→ **Listed entries**:
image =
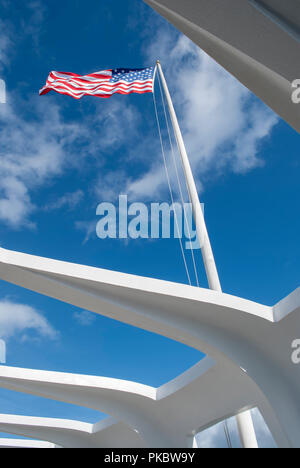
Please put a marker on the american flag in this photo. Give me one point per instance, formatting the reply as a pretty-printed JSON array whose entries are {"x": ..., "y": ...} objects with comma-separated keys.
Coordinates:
[{"x": 101, "y": 84}]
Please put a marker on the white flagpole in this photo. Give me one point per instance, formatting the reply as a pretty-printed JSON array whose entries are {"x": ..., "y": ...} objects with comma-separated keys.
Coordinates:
[{"x": 245, "y": 423}]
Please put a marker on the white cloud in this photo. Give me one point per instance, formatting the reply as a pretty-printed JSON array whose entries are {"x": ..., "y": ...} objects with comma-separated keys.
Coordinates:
[
  {"x": 84, "y": 318},
  {"x": 18, "y": 319}
]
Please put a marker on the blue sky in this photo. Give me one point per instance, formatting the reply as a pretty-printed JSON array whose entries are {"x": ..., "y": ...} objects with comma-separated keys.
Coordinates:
[{"x": 60, "y": 158}]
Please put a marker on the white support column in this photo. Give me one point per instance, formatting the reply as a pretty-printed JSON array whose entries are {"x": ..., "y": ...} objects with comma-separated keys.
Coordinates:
[
  {"x": 245, "y": 424},
  {"x": 2, "y": 92}
]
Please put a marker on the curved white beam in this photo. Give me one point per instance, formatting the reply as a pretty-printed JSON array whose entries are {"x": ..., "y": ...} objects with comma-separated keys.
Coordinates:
[
  {"x": 235, "y": 332},
  {"x": 23, "y": 443},
  {"x": 72, "y": 434}
]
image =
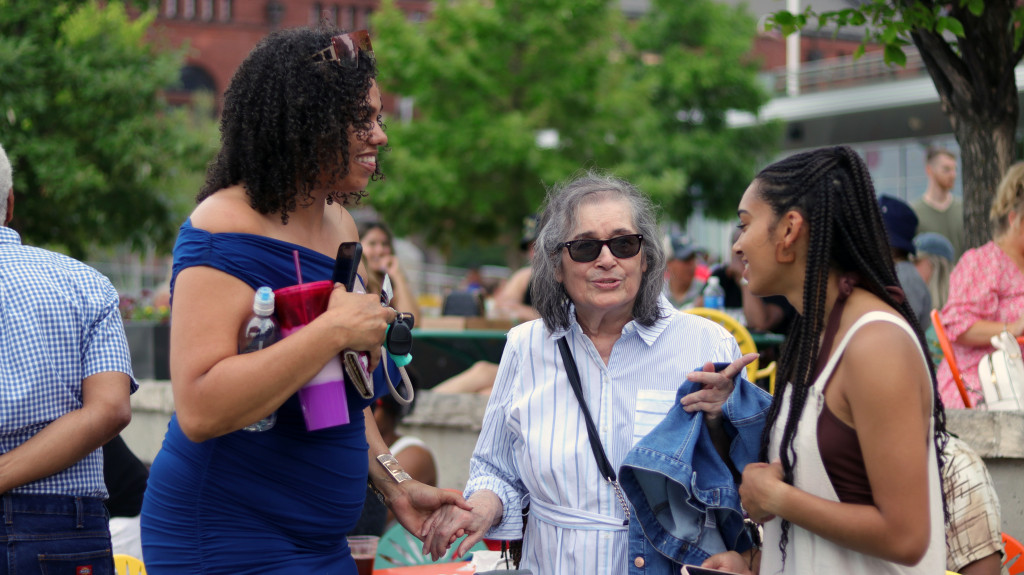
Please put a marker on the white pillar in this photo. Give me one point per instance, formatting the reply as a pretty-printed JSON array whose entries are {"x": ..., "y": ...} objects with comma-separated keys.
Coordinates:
[{"x": 793, "y": 54}]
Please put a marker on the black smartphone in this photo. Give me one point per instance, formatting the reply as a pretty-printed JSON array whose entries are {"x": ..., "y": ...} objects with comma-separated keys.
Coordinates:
[{"x": 347, "y": 263}]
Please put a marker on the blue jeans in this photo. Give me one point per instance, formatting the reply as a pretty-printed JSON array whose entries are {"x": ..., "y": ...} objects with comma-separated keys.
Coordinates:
[{"x": 55, "y": 534}]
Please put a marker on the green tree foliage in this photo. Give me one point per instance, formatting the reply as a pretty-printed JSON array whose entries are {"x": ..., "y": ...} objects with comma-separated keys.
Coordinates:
[
  {"x": 970, "y": 48},
  {"x": 487, "y": 77},
  {"x": 93, "y": 146},
  {"x": 695, "y": 67}
]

→ **Work to be completed**: The lines holding the word "white" are the answer. Find them in the entries and copy them.

→ **Exercise solution**:
Please put a marker on the white flagpole in this photo. Give me one point per instance, formatting the reply as a pretty-printed JSON array whose entries are {"x": ..., "y": ...} objects with comma-separated keys.
Please put a marker on the white cloud in this photo. Give me one point per instance, formatting the reply as a pretty-printed JSON array whose entries are {"x": ..., "y": ...} objects with comma-separated keys.
Please put a marker on the white support column in this photo. Give me one point per instance, formatting the reply as a pretty-printed JSON array whose entries are {"x": ..., "y": ...} objects with comma-separated keys.
Please put a marker on the curved white beam in this photo. Give me one point per instance, formatting the reply as a pretty-printed JSON array whose entries are {"x": ..., "y": ...} objects with comma-separated keys.
Please put a marker on the white pillar in this photo. Give me one point per instance, formatting the reply as a pretty-printed JSON array whose entries are {"x": ..., "y": ...} objects with comma-separated keys.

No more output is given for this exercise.